◆ Entries supplied ◆
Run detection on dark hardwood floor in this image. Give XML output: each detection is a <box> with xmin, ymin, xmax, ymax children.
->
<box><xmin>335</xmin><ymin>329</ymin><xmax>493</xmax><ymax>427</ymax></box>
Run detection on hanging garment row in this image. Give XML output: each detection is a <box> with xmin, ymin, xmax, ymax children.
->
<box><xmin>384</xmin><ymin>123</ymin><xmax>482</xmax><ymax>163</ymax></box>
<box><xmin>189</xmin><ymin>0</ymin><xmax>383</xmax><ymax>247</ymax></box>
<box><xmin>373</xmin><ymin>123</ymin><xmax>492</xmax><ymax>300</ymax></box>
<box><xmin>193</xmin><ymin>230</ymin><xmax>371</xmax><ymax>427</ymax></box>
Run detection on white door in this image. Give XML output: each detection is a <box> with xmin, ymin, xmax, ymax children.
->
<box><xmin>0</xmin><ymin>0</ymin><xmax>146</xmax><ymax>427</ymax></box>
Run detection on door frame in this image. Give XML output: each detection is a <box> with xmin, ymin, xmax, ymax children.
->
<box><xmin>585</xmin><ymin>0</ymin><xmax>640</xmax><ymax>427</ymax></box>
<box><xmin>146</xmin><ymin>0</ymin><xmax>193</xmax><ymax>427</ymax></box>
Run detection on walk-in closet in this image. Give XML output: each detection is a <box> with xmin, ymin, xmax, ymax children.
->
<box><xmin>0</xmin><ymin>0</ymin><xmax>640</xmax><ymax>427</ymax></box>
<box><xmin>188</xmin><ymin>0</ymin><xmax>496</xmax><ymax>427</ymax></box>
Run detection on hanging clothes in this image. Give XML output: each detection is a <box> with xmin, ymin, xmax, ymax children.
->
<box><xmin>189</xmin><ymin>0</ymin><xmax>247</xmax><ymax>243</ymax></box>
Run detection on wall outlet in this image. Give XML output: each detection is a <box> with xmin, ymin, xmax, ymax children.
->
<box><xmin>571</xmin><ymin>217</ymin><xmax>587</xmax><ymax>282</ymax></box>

◆ Work to be completed ◆
Can you swap "Run detection on" for "Locate each" in every one of the records above and give them back with nothing else altered?

◆ Answer for this exercise ◆
Locate each dark hardwood floor in this image. Give XML output: each detection is a <box> with xmin, ymin, xmax, ymax children.
->
<box><xmin>335</xmin><ymin>329</ymin><xmax>493</xmax><ymax>427</ymax></box>
Locate each hanging garment row in this image. Give XML output: each detection is a <box> with xmin, ymin, xmax, ymax children.
->
<box><xmin>384</xmin><ymin>123</ymin><xmax>482</xmax><ymax>163</ymax></box>
<box><xmin>189</xmin><ymin>0</ymin><xmax>383</xmax><ymax>247</ymax></box>
<box><xmin>373</xmin><ymin>123</ymin><xmax>492</xmax><ymax>300</ymax></box>
<box><xmin>193</xmin><ymin>230</ymin><xmax>371</xmax><ymax>427</ymax></box>
Locate each white door in this image. Give XML output: each detection is a <box> with xmin, ymin, xmax, ymax children.
->
<box><xmin>0</xmin><ymin>0</ymin><xmax>146</xmax><ymax>427</ymax></box>
Locate each door frame in this image. Give XML output: each detection is a <box> with xmin, ymin, xmax, ymax children.
->
<box><xmin>585</xmin><ymin>0</ymin><xmax>640</xmax><ymax>427</ymax></box>
<box><xmin>146</xmin><ymin>0</ymin><xmax>193</xmax><ymax>427</ymax></box>
Locate each walk-in closet in this image. Give XML output: each detection is a <box> with xmin, ymin, xmax, ymax children.
->
<box><xmin>0</xmin><ymin>0</ymin><xmax>640</xmax><ymax>427</ymax></box>
<box><xmin>188</xmin><ymin>0</ymin><xmax>496</xmax><ymax>427</ymax></box>
Locate each hanging clothes in this image. Give XML output: each detection is a <box> with xmin, ymin, xmax, ymax children.
->
<box><xmin>189</xmin><ymin>0</ymin><xmax>247</xmax><ymax>243</ymax></box>
Locate each wall outlet in this image. Give XML output: each detection is a <box> with xmin, ymin, xmax, ymax children.
->
<box><xmin>571</xmin><ymin>217</ymin><xmax>587</xmax><ymax>282</ymax></box>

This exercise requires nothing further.